[Saved data entries]
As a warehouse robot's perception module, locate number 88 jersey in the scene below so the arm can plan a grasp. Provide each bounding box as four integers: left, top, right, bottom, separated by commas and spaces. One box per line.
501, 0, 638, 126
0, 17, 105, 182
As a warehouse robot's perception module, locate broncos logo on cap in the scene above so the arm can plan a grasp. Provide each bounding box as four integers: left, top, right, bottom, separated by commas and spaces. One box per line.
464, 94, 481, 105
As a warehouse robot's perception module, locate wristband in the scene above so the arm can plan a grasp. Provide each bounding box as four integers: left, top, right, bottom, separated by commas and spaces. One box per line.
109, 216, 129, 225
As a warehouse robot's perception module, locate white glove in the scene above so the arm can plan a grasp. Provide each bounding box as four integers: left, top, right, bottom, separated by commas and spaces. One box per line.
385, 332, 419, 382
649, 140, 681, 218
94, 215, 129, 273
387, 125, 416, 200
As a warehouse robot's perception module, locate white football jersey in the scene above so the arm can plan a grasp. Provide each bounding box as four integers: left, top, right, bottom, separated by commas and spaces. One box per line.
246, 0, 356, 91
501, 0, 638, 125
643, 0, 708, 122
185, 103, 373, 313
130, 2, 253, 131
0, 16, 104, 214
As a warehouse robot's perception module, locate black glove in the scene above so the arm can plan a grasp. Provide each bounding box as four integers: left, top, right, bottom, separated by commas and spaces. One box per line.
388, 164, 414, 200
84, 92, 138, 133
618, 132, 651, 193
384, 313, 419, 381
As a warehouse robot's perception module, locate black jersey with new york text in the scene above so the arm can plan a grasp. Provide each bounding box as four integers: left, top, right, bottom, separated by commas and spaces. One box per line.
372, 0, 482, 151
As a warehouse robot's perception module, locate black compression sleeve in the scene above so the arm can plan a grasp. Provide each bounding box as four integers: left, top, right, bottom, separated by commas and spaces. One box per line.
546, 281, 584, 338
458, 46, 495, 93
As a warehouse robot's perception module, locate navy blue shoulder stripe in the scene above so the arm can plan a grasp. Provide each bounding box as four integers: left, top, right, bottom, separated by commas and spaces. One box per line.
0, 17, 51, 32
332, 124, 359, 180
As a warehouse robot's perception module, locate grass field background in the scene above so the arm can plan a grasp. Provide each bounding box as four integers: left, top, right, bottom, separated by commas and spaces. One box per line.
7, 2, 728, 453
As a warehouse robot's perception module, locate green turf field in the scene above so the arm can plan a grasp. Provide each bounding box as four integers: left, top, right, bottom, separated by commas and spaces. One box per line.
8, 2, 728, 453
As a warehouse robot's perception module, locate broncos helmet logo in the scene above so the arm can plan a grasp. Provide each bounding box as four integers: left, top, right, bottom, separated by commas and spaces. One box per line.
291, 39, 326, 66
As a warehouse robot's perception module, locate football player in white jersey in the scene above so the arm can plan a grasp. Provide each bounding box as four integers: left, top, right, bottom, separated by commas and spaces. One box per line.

→ Exercise directions
Exact retyping is required: the line with "As a warehouse robot's perception module, locate grass" through the end of the data, both ends included, and no other line.

→ Response area
As a warehouse robot's perception module, locate grass field background in the scene above so the arm can plan a grasp. Provide each bounding box as four integers: left, top, right, bottom, separated by commas and spaces. One box per line.
7, 2, 728, 453
As a warehouse robot's perception module, locate green turf field in the scene above so the arm can plan a grasp. Provide each bounding box as four integers: left, top, right, bottom, separated by commas and spaces. One box per line.
8, 2, 728, 453
As a warehouse robot's perception module, locate broncos helmet logo in the scene above so the arm can plan a grasp. Provide each bounding box as four integers: left, top, right, bottom, separated by commas and spaces. One box per line.
291, 39, 326, 66
As a warehouse robot's perception module, locate football player in white jersey in the scene above so the arm can plan a grasp. Provide each bounding box as four integers: left, top, right, bottom, separated by commas and spaces. One box per line.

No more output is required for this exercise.